• [Required task] Reproduce everything from the line containing "Exercise. Find the light" down to the end of the records, with "occurrence" substituted for each "instance" and nothing else changed. Give only those lines.
====== Excerpted data ======
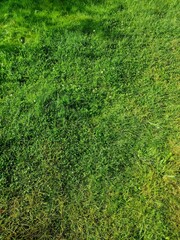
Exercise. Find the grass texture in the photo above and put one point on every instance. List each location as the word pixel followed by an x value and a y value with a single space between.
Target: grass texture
pixel 89 116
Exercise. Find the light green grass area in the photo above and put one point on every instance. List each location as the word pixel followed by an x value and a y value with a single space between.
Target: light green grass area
pixel 89 115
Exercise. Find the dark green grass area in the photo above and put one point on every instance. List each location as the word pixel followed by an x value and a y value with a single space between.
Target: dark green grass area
pixel 89 116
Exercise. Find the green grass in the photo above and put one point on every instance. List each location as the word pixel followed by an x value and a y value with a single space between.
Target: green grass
pixel 89 115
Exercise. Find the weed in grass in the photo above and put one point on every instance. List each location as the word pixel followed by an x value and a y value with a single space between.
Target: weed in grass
pixel 89 120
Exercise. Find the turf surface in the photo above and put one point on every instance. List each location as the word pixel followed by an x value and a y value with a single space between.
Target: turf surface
pixel 89 115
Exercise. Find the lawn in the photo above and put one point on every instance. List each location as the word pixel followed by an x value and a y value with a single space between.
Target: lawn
pixel 89 116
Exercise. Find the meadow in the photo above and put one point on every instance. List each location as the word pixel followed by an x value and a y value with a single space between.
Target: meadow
======
• [Exercise solution]
Exercise. Find the light green grass area in the photo above and put one point on every occurrence. List each location as the word pixel followed by an x value and a y value with a single space between.
Target: light green grass area
pixel 89 115
Exercise. Find the dark green grass area in the photo above and put one point on every occurrence. List each location as the word pixel followed by an x value and a y value with a single space between.
Target: dark green grass area
pixel 89 116
Exercise. Find the green grass in the photo above and put one point on every occurrence. List each location as the word pixel followed by an x value and a y value with a single space between.
Target: green grass
pixel 89 115
Exercise. Find the weed in grass in the photo above and put one point on every occurrence. List each location as the word pixel followed by an x value and a y value with a single space between.
Target: weed in grass
pixel 89 120
Exercise. Find the turf surface in the photo above and put one point on every occurrence. List each location as the word pixel followed by an x value and a y value with a single space between.
Target: turf surface
pixel 89 115
Exercise. Find the lawn in the photo above and put one point on every occurrence. List each location as the word pixel followed by an x value and a y value with a single space between.
Target: lawn
pixel 89 116
Exercise. Find the meadow in the photo above and put one point on every occurrence. List each location as the word pixel followed by an x value and a y value with a single space between.
Target: meadow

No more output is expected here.